• **Work to be completed**
Your task is to write out exactly the lines from the line containing "Spot the sleeveless" through the end of the records, inclusive at both ends.

• **Material for this exercise**

-*-

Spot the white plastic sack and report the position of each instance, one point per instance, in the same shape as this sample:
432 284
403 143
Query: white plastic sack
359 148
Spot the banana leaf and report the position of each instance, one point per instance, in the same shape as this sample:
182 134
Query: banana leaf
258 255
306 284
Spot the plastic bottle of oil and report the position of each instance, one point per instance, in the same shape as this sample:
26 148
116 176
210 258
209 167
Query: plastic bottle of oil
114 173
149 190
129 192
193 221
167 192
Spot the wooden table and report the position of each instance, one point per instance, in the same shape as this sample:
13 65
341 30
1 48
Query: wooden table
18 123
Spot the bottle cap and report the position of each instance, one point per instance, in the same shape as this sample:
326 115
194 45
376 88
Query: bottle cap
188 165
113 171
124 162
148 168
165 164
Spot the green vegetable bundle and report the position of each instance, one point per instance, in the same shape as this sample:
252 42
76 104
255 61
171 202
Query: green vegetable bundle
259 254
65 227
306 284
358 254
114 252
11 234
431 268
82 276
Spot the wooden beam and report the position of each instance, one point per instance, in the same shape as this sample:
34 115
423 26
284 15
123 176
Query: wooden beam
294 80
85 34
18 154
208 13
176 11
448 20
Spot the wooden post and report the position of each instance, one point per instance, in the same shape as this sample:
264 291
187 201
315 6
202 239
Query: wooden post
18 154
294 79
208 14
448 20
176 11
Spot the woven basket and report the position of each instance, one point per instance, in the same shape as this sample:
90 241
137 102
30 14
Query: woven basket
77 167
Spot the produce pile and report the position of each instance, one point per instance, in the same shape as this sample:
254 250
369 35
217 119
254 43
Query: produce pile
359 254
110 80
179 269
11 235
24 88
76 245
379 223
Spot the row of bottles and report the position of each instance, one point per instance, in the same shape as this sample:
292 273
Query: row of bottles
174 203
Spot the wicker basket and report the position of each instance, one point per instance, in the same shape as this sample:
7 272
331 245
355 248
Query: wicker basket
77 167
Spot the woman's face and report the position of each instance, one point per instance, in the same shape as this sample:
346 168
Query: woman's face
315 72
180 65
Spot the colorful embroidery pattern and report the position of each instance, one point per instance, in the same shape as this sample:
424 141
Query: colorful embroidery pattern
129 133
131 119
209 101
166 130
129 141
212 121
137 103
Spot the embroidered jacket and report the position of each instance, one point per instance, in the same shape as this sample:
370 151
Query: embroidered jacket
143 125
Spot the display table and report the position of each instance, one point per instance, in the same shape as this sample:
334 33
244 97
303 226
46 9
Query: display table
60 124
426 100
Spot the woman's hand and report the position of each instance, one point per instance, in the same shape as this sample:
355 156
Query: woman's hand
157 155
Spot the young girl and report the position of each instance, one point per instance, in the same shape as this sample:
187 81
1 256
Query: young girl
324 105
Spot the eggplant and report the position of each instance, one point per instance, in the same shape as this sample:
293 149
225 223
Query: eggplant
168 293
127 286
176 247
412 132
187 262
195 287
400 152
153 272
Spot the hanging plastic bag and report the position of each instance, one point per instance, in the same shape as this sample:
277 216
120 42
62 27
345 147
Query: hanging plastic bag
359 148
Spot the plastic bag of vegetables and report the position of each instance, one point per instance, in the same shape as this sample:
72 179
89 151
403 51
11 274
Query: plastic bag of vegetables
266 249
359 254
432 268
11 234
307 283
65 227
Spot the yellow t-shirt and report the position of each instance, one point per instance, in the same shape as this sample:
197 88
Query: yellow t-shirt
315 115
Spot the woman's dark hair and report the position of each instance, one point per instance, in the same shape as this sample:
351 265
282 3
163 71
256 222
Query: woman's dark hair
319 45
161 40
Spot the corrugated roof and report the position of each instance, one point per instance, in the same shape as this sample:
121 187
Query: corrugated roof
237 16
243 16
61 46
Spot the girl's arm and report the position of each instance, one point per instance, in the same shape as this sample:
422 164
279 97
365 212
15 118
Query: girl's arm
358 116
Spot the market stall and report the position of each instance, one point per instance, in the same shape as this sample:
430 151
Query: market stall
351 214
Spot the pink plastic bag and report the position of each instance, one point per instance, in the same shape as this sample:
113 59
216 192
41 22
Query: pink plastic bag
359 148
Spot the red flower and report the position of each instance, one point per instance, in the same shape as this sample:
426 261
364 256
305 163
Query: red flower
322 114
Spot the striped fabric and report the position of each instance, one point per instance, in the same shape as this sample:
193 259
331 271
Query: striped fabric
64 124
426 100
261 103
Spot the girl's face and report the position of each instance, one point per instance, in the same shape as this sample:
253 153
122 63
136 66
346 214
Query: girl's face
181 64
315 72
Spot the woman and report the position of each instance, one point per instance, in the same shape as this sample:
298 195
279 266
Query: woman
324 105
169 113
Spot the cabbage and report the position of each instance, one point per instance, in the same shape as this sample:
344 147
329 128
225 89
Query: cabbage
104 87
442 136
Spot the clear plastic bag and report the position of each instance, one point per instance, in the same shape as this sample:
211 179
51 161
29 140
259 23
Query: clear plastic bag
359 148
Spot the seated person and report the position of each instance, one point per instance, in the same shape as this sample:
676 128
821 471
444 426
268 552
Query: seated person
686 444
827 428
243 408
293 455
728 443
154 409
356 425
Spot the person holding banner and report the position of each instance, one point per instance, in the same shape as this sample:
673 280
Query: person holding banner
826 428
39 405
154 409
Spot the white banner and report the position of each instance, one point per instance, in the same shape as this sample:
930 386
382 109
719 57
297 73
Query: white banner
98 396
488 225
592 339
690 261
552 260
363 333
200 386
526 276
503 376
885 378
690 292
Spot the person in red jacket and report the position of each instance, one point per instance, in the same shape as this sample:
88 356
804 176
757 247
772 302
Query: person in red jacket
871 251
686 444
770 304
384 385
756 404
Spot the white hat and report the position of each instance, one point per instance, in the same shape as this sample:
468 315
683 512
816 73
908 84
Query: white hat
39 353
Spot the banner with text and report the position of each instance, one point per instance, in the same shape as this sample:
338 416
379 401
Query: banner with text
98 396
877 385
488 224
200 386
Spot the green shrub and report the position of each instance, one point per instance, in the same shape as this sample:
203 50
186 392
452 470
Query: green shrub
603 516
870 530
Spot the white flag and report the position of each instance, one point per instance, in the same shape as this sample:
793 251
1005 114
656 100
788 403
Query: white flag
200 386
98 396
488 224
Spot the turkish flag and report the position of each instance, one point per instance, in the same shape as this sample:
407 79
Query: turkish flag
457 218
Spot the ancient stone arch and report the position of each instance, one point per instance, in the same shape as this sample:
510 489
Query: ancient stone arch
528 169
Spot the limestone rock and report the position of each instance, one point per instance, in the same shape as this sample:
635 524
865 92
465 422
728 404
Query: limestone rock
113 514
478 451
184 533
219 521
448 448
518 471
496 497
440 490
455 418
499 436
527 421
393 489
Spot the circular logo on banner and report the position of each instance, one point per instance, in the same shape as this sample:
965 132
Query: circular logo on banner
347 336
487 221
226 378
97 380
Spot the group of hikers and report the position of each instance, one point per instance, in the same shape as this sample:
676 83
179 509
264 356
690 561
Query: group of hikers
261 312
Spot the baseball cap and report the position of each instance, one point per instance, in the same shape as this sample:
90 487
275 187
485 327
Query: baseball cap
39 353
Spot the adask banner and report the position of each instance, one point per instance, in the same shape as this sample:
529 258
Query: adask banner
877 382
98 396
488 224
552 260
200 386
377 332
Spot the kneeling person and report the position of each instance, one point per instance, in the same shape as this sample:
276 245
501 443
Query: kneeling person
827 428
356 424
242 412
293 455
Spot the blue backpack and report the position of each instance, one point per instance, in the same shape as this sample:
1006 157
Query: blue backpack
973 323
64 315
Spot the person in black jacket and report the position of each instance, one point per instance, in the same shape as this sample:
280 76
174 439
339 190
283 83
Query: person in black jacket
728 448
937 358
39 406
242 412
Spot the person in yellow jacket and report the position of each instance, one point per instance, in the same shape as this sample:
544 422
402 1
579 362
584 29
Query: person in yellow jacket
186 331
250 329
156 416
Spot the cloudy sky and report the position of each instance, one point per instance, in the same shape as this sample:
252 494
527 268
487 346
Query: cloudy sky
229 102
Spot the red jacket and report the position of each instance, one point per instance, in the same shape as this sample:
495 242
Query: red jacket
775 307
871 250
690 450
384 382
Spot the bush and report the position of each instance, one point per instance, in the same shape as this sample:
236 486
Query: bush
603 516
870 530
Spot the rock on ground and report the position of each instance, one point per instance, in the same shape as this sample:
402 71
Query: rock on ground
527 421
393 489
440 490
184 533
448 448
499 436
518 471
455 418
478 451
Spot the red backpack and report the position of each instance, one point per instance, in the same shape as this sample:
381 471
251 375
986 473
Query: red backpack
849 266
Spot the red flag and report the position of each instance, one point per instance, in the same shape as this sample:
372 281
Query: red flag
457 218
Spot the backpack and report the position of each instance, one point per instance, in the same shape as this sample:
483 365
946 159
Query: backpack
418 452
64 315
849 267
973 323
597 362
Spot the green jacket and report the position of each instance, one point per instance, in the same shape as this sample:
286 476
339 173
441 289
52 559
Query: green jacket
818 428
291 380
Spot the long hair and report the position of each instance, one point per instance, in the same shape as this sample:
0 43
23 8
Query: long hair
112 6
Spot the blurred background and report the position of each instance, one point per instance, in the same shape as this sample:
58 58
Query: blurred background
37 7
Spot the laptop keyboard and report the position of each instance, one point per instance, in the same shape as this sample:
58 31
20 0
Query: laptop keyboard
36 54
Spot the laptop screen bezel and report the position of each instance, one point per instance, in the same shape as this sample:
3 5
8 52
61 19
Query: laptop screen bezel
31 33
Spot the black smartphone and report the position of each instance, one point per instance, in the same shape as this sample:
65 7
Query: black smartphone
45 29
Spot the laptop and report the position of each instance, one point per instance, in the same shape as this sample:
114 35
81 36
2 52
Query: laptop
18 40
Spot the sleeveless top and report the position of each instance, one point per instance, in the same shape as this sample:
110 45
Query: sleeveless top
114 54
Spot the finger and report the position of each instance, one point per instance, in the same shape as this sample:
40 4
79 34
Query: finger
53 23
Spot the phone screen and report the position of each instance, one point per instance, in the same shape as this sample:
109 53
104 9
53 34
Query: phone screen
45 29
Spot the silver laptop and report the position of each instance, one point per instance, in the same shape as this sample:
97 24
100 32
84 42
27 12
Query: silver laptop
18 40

-*-

• **Written solution**
Spot the sleeveless top and report the position of each instance, one point per instance, in the same shape as this sample:
110 45
Query: sleeveless top
114 54
Spot the finger and report the position of each instance, one point per instance, in the same shape as this sample:
40 4
79 34
Query: finger
53 23
Spot the phone screen and report the position of each instance, one point per instance, in the same shape as this sample:
109 53
104 9
53 34
Query: phone screen
45 29
Spot the silver laptop and report the position of each instance, one point per instance, in the same shape as this sample:
97 24
100 32
84 42
27 12
Query: silver laptop
18 40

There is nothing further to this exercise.